##### Extrait du texte
L’anthropologue français le plus commenté à l’heure actuelle revisite sa trajectoire scientifique dans son dernier ouvrage. Pour «CNRS Le journal», il revient sur le rapport des hommes à la nature, propre à chaque culture, et sur la façon dont nous «composons des mondes».
Dans votre nouveau livre, La Composition des mondes, vous revenez, au fil d’un entretien avec le philosophe Pierre Charbonnier, sur votre parcours d’anthropologue, vos terrains en Amazonie et vos travaux. Pourquoi avoir eu envie d’écrire cet ouvrage ?
Philippe Descola : Il s’agissait surtout de lancer des coups de projecteur sur des thèmes que j’ai abordés au long des années et qui méritaient d’être précisés. Les œuvres d’un auteur lui échappent. Elles sont appropriées, interprétées, déformées, reformulées, parfois enrichies, par les lecteurs. C’est probablement une bonne chose. Mais l’on ressent parfois le besoin de rectifier des exégèses tendancieuses, de clarifier des points qui prêtent à malentendu ; bref, de continuer à influer sur la manière dont on vous lit. Ce livre permettait aussi de corriger une tendance à l’achronie courante à la lecture, qui conduit à faire abstraction des circonstances historiques dans lesquelles un texte scientifique a été écrit, de sorte qu’on l’interprète à partir des questions du moment qu’il ne mentionne pas, mais qu’il a parfois contribué à faire émerger. Il s’agissait de montrer dans quelles conditions j’avais élaboré des propositions théoriques et comme elles s’enchaînent au fil du temps du fait des transformations de cet environnement.
De quoi se composent donc nos mondes ?
P. D. : L’objet de l’anthropologie telle que je la conçois est d’étudier la manière dont les gens composent des mondes. Il n’y a pas un monde objectif déjà tout constitué d’une part, et une myriade de variantes culturelles et subjectives de ce même monde, d’autre part. Cela, c’est la vulgate de la division du travail entre les sciences de la nature et les sciences de l’homme et de la société. Je pense plutôt que les humains détectent ou non certaines qualités et relations qui sont offertes à leurs prises dans ce qui les environne, et chacune de ces perceptions, lorsqu’elle est systématisée, devient un monde. Tous ces mondes se chevauchent en partie et, lorsque les mondes d’un ensemble de gens manifestent une cohérence collective, on a alors ce que l’on appelle une culture. Ce sont les principes de composition de ces mondes en partie partagés que j’essaye d’élucider, avec l’idée que ces principes se donnent à voir dans la façon dont les humains identifient et systématisent les continuités et les discontinuités entre eux-mêmes et les non-humains (animaux, plantes, objets, etc.).
##########
_Travail demandé_.
[A] Répondez à ces questions sur l'entretien :
(i) Avec quel philosophe l'entretien publié dans La Composition des mondes a-t-il été mené ?
(ii) Selon Philippe Descola, quel est l'objet de l'anthropologie telle qu'il la conçoit ?
(iii) Quel nom donne-t-on, d'après lui, à la cohérence collective que manifestent les mondes d'un ensemble de gens ?
[B] Dans l'entretien, recopiez le passage situé entre «L’anthropologue français le» et «cet ouvrage ?», bornes comprises, en rebaptisant «ouvrage» en «livre».
##### Enregistrements présentés
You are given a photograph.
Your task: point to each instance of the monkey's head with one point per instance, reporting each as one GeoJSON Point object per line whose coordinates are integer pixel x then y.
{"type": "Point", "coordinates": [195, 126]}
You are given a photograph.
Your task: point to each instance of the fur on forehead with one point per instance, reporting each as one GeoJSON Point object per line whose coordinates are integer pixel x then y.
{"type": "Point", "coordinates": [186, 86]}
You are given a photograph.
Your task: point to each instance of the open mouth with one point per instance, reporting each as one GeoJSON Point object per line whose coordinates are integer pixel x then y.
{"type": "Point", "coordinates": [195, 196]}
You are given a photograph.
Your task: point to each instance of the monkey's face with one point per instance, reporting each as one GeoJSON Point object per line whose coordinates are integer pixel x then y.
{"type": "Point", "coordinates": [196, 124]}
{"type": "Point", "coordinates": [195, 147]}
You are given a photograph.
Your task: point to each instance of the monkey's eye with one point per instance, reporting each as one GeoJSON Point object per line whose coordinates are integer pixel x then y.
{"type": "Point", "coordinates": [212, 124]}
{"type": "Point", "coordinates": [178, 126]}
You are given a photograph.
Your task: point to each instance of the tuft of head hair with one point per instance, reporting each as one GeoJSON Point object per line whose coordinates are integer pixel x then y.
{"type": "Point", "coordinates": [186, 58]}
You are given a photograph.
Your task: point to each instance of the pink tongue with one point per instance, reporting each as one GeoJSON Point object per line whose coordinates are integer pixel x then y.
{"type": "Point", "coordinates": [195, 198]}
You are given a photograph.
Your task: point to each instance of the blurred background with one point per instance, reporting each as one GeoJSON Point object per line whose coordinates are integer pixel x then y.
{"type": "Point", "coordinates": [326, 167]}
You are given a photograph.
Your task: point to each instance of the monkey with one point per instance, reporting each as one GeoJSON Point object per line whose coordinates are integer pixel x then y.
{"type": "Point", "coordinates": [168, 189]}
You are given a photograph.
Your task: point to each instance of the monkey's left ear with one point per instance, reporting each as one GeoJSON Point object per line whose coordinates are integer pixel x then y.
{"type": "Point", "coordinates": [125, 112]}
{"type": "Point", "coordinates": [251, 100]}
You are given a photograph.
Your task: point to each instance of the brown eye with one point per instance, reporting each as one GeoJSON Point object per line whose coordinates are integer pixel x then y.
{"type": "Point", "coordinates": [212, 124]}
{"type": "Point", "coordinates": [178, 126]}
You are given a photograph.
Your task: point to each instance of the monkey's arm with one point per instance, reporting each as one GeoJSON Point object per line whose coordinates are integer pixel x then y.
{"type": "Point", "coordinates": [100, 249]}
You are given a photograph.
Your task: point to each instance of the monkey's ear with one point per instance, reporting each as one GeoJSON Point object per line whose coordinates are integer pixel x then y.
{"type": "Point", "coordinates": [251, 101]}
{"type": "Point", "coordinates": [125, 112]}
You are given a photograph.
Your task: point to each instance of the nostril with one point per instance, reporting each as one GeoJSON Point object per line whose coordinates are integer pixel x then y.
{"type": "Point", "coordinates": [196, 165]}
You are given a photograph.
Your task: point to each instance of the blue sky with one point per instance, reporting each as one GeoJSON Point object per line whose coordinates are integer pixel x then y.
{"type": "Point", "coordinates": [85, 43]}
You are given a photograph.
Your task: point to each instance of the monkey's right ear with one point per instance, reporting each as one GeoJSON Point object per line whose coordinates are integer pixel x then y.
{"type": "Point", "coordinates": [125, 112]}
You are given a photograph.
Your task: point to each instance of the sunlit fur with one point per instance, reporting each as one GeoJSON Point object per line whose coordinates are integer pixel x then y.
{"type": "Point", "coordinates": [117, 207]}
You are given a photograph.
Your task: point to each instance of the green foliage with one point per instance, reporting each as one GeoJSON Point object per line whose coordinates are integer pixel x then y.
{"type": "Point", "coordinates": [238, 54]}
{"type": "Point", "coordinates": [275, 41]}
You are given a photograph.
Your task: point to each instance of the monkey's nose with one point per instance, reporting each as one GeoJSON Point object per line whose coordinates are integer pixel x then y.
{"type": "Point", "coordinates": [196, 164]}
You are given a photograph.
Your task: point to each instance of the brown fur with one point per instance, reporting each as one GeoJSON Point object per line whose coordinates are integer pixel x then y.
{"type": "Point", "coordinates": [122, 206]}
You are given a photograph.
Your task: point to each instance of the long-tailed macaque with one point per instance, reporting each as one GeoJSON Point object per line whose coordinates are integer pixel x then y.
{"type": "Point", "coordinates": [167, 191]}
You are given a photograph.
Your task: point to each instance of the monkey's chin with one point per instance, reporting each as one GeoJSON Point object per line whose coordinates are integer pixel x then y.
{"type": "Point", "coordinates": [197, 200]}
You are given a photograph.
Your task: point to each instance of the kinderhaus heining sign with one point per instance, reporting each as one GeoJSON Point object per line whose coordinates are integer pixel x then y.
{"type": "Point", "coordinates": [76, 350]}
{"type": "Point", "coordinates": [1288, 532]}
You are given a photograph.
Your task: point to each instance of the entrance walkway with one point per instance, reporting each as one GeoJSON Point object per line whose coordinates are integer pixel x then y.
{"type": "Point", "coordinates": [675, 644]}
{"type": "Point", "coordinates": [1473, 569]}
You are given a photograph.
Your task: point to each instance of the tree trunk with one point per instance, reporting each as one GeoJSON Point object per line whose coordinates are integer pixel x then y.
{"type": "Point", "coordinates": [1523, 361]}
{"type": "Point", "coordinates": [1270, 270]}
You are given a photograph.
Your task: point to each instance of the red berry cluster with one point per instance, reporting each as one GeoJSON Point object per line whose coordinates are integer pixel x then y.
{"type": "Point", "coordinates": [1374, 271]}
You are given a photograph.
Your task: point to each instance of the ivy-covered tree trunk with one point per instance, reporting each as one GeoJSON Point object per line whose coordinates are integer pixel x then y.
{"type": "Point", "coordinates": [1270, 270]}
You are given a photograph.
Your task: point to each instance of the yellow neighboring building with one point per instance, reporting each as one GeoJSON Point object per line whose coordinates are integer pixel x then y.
##########
_Corrigé des tâches_.
[A]
(i) Pierre Charbonnier.
(ii) Étudier la manière dont les gens composent des mondes.
(iii) Une culture.

[B]
L’anthropologue français le plus commenté à l’heure actuelle revisite sa trajectoire scientifique dans son dernier livre. Pour «CNRS Le journal», il revient sur le rapport des hommes à la nature, propre à chaque culture, et sur la façon dont nous «composons des mondes».
Dans votre nouveau livre, La Composition des mondes, vous revenez, au fil d’un entretien avec le philosophe Pierre Charbonnier, sur votre parcours d’anthropologue, vos terrains en Amazonie et vos travaux. Pourquoi avoir eu envie d’écrire cet livre ?